(Photo object pointing listing)
########################################

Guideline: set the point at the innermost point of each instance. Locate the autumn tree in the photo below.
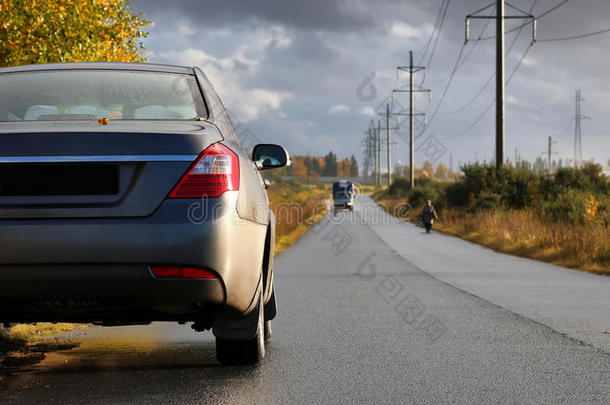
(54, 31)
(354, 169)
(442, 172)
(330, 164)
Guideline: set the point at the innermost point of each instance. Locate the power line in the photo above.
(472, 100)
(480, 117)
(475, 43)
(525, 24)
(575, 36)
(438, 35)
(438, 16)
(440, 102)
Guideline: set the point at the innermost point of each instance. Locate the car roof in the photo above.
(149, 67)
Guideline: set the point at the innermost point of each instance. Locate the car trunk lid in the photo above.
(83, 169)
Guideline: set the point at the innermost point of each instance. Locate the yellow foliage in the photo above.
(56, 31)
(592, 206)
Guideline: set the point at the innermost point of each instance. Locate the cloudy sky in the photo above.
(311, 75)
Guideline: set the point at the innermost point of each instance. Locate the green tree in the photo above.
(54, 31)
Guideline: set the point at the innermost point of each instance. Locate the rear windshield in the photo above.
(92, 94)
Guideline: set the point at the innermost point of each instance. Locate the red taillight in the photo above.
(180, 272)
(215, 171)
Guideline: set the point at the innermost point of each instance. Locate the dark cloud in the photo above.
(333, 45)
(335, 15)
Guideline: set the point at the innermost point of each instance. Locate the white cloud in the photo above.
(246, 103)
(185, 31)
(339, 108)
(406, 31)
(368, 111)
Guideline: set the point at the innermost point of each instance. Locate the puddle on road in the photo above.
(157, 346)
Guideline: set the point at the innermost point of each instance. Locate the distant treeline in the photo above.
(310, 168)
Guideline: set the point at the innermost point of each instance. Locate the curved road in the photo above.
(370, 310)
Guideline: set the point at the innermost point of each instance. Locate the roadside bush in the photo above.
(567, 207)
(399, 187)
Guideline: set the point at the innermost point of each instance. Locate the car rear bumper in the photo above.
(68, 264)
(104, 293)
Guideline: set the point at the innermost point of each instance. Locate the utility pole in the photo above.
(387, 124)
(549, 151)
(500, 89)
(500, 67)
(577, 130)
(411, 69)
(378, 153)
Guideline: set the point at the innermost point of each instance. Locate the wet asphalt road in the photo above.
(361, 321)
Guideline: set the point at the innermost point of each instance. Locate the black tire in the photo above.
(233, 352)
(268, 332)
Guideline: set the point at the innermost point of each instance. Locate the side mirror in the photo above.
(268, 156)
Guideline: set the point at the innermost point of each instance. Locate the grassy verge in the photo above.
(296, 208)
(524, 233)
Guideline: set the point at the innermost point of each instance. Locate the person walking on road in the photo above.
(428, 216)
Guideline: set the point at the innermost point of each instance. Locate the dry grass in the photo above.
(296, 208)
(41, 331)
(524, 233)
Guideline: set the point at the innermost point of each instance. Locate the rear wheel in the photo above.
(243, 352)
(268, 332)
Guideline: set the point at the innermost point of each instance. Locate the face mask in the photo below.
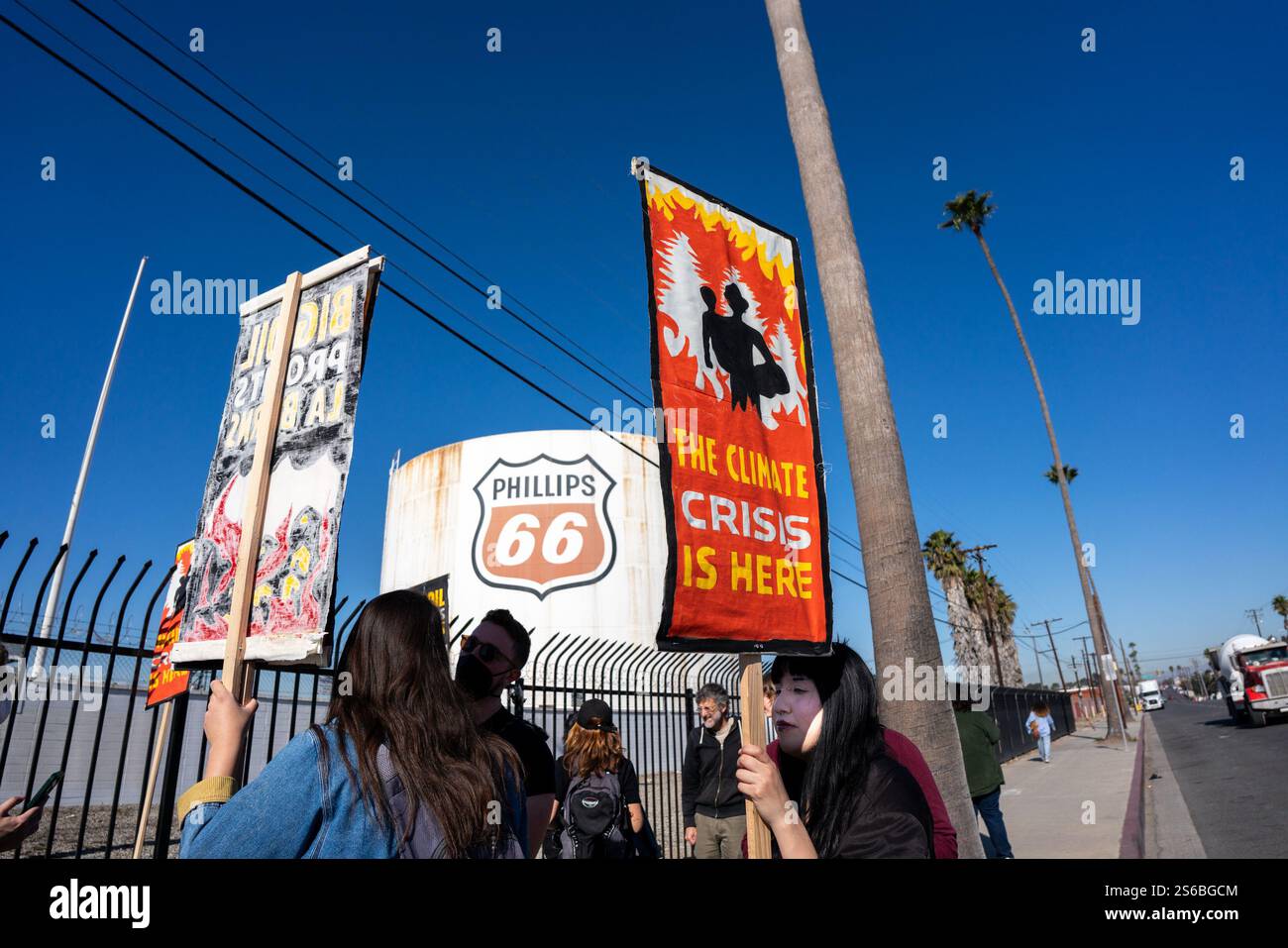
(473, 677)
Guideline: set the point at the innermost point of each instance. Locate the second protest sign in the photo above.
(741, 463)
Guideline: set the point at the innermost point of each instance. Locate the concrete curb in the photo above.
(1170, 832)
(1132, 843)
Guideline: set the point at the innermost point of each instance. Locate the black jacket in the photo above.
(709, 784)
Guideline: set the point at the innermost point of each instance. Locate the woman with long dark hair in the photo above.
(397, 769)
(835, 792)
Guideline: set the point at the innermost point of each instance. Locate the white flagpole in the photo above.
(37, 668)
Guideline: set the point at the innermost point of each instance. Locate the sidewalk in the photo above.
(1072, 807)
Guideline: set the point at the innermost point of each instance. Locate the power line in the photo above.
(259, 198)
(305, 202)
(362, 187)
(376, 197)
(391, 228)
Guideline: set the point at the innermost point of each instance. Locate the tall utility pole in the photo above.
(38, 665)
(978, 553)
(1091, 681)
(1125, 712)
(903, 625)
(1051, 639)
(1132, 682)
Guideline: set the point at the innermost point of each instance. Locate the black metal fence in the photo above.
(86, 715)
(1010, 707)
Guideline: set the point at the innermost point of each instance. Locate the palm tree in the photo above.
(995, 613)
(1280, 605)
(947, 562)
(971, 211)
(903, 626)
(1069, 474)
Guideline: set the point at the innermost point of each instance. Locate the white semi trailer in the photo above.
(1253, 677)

########################################

=== Exercise aim ===
Format the listing, from the line containing "trailer in the photo above." through its end, as a two-column CSV with the headers ask and reply. Put each text and its answer in a single quoted field, and replace any line breaks with spaces.

=== Finished answer ===
ask,reply
"Guideline: set the point at the innermost point of each instance. Locate the white semi trailer in the photo above.","(1253, 677)"